▶ Exercise prompt: Please find every line in the material below that contains the word "cluster" and copy each of those lines in full.

▶ Record extracts:
BEGIN
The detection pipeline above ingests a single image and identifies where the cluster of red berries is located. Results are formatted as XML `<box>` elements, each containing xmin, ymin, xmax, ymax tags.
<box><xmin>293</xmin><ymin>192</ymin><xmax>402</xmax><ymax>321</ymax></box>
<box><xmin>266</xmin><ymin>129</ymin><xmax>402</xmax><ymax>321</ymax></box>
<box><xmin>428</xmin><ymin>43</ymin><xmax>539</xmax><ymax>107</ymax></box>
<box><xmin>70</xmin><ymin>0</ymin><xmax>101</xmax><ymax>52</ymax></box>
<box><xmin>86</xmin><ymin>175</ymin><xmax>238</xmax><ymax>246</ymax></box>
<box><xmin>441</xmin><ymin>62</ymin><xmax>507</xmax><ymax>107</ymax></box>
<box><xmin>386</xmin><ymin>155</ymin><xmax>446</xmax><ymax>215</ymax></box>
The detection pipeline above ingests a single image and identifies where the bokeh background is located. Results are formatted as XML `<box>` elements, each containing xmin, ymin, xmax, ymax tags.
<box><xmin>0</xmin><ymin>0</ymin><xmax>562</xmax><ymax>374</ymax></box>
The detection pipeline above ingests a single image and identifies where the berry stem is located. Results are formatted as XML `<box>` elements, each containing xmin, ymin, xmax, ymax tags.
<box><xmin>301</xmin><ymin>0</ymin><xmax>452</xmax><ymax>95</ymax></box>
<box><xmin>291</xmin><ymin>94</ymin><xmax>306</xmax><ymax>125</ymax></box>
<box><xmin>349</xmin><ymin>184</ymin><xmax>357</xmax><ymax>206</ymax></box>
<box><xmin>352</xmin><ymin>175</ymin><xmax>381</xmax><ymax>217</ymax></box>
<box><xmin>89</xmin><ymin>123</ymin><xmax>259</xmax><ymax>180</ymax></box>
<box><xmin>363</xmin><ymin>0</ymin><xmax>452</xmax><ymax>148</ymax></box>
END
▶ Exercise solution:
The detection pipeline above ingests a single image and identifies where the cluster of red berries is located. Results are formatted as XML `<box>` elements, each containing xmin, ymin, xmax, ymax tags.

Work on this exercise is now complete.